* _How to complete this task_
With all images left out, restate the records below exactly as written.
[Stored data]
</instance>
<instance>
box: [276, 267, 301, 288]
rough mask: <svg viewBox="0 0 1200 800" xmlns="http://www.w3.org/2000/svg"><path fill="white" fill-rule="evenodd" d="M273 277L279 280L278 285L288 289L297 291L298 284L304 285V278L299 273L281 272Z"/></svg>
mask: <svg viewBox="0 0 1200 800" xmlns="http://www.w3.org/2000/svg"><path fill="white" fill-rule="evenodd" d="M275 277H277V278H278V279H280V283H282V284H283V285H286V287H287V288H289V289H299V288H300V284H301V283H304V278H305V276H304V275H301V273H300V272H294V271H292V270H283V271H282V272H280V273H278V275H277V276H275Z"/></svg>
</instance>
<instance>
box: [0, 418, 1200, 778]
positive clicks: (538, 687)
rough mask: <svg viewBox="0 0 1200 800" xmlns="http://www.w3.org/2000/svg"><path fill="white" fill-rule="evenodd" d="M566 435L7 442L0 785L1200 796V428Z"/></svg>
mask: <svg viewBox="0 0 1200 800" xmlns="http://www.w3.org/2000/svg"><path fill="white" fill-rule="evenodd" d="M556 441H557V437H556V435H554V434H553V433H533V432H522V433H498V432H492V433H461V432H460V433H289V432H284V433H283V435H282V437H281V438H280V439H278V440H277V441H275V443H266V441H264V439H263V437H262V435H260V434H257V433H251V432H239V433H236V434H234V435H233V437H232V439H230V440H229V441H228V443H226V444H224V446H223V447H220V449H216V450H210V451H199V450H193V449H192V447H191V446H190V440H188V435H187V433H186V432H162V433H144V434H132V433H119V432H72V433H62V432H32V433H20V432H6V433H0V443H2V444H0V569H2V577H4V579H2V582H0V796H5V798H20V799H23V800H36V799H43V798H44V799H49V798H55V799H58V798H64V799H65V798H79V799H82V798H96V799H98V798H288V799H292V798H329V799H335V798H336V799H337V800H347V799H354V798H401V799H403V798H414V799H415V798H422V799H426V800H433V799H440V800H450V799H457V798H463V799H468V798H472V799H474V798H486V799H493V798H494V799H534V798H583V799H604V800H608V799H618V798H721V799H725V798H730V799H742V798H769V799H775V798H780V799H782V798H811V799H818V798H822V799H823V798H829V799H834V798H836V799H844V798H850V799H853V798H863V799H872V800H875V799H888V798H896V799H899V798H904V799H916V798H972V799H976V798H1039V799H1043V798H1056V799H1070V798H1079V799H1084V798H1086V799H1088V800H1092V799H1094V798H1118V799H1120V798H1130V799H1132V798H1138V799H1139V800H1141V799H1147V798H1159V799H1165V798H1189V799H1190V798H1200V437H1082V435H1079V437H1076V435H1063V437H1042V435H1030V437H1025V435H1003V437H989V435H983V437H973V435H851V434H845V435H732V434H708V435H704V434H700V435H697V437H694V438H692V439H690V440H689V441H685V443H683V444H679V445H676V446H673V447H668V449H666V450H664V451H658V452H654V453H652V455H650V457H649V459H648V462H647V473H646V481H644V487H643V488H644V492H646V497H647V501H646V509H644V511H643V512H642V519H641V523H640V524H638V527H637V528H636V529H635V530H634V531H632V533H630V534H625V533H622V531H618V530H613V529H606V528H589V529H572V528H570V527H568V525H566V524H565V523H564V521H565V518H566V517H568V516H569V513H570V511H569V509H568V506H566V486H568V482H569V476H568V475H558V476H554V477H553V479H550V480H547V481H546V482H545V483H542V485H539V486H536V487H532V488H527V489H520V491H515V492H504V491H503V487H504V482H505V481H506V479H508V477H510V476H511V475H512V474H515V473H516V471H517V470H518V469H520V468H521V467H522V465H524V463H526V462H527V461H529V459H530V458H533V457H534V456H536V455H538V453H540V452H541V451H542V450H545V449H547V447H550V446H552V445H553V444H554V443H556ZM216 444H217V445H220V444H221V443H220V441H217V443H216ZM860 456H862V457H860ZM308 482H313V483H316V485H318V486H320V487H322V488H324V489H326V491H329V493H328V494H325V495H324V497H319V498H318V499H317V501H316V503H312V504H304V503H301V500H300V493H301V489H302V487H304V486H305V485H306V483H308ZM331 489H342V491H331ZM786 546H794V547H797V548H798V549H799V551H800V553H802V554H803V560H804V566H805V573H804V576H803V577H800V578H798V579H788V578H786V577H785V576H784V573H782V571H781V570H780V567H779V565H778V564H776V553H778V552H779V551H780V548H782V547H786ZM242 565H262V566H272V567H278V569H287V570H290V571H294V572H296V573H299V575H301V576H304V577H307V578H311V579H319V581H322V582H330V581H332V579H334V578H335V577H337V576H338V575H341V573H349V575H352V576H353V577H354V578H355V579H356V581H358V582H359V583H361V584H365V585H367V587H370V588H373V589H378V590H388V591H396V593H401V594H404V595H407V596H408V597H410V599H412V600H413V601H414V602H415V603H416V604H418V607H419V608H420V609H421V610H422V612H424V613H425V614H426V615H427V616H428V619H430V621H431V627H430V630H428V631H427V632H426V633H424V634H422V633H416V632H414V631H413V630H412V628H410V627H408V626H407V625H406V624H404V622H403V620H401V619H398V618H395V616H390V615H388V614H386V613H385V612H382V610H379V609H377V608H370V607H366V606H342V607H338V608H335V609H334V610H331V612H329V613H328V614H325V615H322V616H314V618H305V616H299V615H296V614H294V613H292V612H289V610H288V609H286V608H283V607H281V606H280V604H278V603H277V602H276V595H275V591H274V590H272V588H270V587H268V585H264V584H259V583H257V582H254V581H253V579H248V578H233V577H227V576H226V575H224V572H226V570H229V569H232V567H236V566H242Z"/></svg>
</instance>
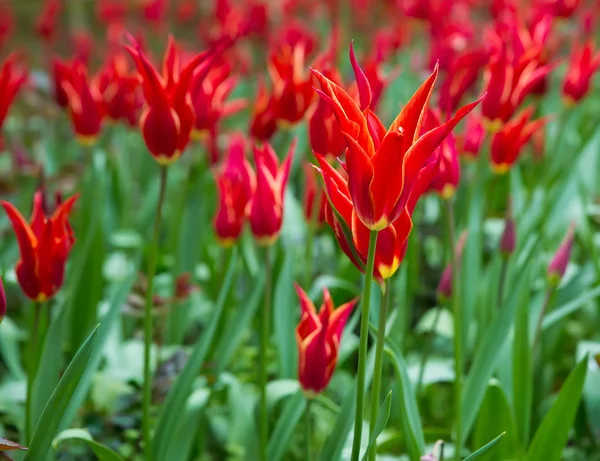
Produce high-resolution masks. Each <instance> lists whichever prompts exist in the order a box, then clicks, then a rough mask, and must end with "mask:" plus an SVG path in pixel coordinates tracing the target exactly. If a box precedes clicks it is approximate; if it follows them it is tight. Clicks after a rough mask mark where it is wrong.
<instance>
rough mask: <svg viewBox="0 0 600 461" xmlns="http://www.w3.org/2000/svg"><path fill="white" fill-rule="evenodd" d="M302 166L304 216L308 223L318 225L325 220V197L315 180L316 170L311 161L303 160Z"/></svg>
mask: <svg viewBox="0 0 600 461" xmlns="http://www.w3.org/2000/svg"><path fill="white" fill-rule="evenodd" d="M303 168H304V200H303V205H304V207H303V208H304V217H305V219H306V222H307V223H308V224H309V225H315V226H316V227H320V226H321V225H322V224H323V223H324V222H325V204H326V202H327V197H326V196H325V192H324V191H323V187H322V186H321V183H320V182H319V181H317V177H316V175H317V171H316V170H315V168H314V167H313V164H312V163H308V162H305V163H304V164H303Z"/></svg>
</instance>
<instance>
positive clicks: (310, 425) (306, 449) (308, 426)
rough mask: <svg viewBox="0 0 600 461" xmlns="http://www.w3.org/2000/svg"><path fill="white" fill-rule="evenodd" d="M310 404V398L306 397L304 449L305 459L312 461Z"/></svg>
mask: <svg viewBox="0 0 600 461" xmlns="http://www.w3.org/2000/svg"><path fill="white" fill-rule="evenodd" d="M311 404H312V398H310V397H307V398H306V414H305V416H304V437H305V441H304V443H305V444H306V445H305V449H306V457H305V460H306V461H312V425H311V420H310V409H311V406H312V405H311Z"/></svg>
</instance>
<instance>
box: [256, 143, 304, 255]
[/Stored data]
* _Answer section_
</instance>
<instance>
box: [276, 267, 301, 288]
rough mask: <svg viewBox="0 0 1200 800" xmlns="http://www.w3.org/2000/svg"><path fill="white" fill-rule="evenodd" d="M273 277L279 280L278 285L288 289L297 291L298 284L304 285V278L299 273L281 272Z"/></svg>
mask: <svg viewBox="0 0 1200 800" xmlns="http://www.w3.org/2000/svg"><path fill="white" fill-rule="evenodd" d="M275 277H277V278H278V279H280V283H282V284H283V285H286V287H287V288H289V289H299V288H300V284H301V283H304V278H305V276H304V275H301V273H300V272H294V271H292V270H283V271H282V272H280V273H278V275H277V276H275Z"/></svg>
</instance>
<instance>
box: [0, 418, 1200, 778]
positive clicks: (538, 687)
rough mask: <svg viewBox="0 0 1200 800" xmlns="http://www.w3.org/2000/svg"><path fill="white" fill-rule="evenodd" d="M566 435L7 442L0 785L1200 796V428Z"/></svg>
mask: <svg viewBox="0 0 1200 800" xmlns="http://www.w3.org/2000/svg"><path fill="white" fill-rule="evenodd" d="M556 441H557V437H556V435H554V434H553V433H533V432H522V433H498V432H492V433H461V432H460V433H289V432H284V433H283V435H282V437H281V438H280V439H278V440H277V441H275V443H266V441H264V439H263V437H262V435H260V434H257V433H251V432H239V433H236V434H234V435H233V437H232V439H230V440H229V441H228V443H226V444H224V446H223V447H220V449H216V450H210V451H199V450H193V449H192V447H191V446H190V440H188V435H187V433H186V432H162V433H144V434H132V433H119V432H72V433H62V432H32V433H20V432H6V433H0V443H2V444H0V569H2V577H4V579H2V582H0V796H5V798H20V799H23V800H36V799H43V798H44V799H49V798H55V799H58V798H64V799H65V798H79V799H82V798H96V799H98V798H288V799H292V798H329V799H335V798H336V799H337V800H347V799H354V798H401V799H403V798H414V799H415V798H422V799H426V800H433V799H440V800H450V799H457V798H463V799H468V798H472V799H474V798H486V799H493V798H494V799H534V798H583V799H604V800H608V799H618V798H721V799H725V798H730V799H742V798H769V799H775V798H780V799H782V798H811V799H818V798H822V799H823V798H829V799H834V798H836V799H844V798H850V799H853V798H863V799H872V800H875V799H888V798H896V799H899V798H904V799H916V798H972V799H976V798H1039V799H1043V798H1056V799H1070V798H1079V799H1084V798H1086V799H1088V800H1092V799H1094V798H1118V799H1120V798H1130V799H1132V798H1138V799H1139V800H1141V799H1147V798H1159V799H1165V798H1189V799H1190V798H1200V437H1082V435H1079V437H1076V435H1063V437H1042V435H1030V437H1025V435H1003V437H989V435H983V437H973V435H851V434H845V435H732V434H708V435H704V434H700V435H697V437H694V438H692V439H690V440H689V441H685V443H683V444H679V445H676V446H673V447H668V449H666V450H664V451H658V452H654V453H652V455H650V457H649V459H648V462H647V473H646V481H644V487H643V488H644V492H646V497H647V501H646V509H644V511H643V512H642V519H641V523H640V524H638V527H637V528H636V529H635V530H634V531H632V533H630V534H625V533H622V531H618V530H613V529H606V528H589V529H572V528H570V527H568V525H566V524H565V523H564V521H565V518H566V517H568V516H569V513H570V511H569V509H568V506H566V486H568V482H569V476H568V475H558V476H554V477H553V479H550V480H547V481H546V482H545V483H542V485H539V486H536V487H532V488H527V489H520V491H515V492H504V491H503V487H504V482H505V481H506V479H508V477H510V476H511V475H512V474H515V473H516V471H517V470H518V469H520V468H521V467H522V465H524V463H526V462H527V461H529V459H530V458H533V457H534V456H536V455H538V453H540V452H541V451H542V450H545V449H547V447H550V446H552V445H553V444H554V443H556ZM216 444H217V445H220V444H221V443H220V441H217V443H216ZM860 456H862V457H860ZM308 482H313V483H316V485H318V486H320V487H322V488H324V489H326V491H329V493H328V494H325V495H324V497H319V498H318V499H317V501H316V503H312V504H304V503H301V500H300V493H301V489H302V487H304V486H305V485H306V483H308ZM331 489H342V491H331ZM786 546H794V547H797V548H798V549H799V551H800V553H802V554H803V560H804V566H805V573H804V576H803V577H800V578H798V579H788V578H786V577H785V576H784V573H782V571H781V570H780V567H779V565H778V564H776V553H778V552H779V551H780V548H782V547H786ZM242 565H262V566H272V567H278V569H287V570H290V571H294V572H296V573H299V575H301V576H304V577H307V578H311V579H319V581H322V582H330V581H332V579H334V578H335V577H337V576H338V575H341V573H349V575H352V576H353V577H354V578H355V579H356V581H358V582H359V583H361V584H365V585H367V587H370V588H373V589H378V590H388V591H396V593H401V594H404V595H407V596H408V597H410V599H412V600H413V601H414V602H415V603H416V604H418V607H419V608H420V609H421V610H422V612H424V613H425V614H426V615H427V616H428V619H430V621H431V627H430V630H428V631H427V632H426V633H424V634H422V633H416V632H414V631H413V630H412V628H410V627H408V626H407V625H406V624H404V622H403V620H401V619H398V618H395V616H390V615H388V614H386V613H385V612H382V610H379V609H377V608H370V607H366V606H342V607H338V608H335V609H334V610H331V612H329V613H328V614H325V615H322V616H314V618H305V616H299V615H296V614H294V613H292V612H289V610H288V609H286V608H283V607H281V606H280V604H278V603H277V602H276V595H275V591H274V590H272V588H270V587H268V585H264V584H259V583H257V582H254V581H253V579H248V578H233V577H227V576H226V575H224V572H226V570H229V569H232V567H236V566H242Z"/></svg>
</instance>
Produce high-resolution masks. Each <instance> lists whichever prompts exist in the order a box, then clicks, then a rough mask, and must end with "mask:" plus an SVG path in pixel coordinates tracing the target exactly. If a box precedes clicks it is approximate; if it follows them it is tight. Clicks after a rough mask mark where it is wrong.
<instance>
rough mask: <svg viewBox="0 0 600 461" xmlns="http://www.w3.org/2000/svg"><path fill="white" fill-rule="evenodd" d="M302 166L304 216L308 223L318 225L325 220V197L315 180L316 170L311 161L303 160Z"/></svg>
mask: <svg viewBox="0 0 600 461" xmlns="http://www.w3.org/2000/svg"><path fill="white" fill-rule="evenodd" d="M303 168H304V200H303V205H304V207H303V208H304V217H305V219H306V222H307V223H308V224H309V225H315V226H316V227H320V226H321V225H322V224H323V223H324V222H325V204H326V202H327V197H326V196H325V192H324V191H323V187H322V186H321V183H320V182H319V181H317V177H316V175H317V171H316V170H315V168H314V167H313V164H312V163H308V162H305V163H304V164H303Z"/></svg>
</instance>
<instance>
positive clicks: (310, 425) (306, 449) (308, 426)
rough mask: <svg viewBox="0 0 600 461" xmlns="http://www.w3.org/2000/svg"><path fill="white" fill-rule="evenodd" d="M310 404V398L306 397L304 449L305 459L312 461Z"/></svg>
mask: <svg viewBox="0 0 600 461" xmlns="http://www.w3.org/2000/svg"><path fill="white" fill-rule="evenodd" d="M311 404H312V398H310V397H307V398H306V414H305V416H304V437H305V441H304V443H305V444H306V445H305V449H306V457H305V460H306V461H312V425H311V420H310V409H311V406H312V405H311Z"/></svg>
</instance>
<instance>
box: [256, 143, 304, 255]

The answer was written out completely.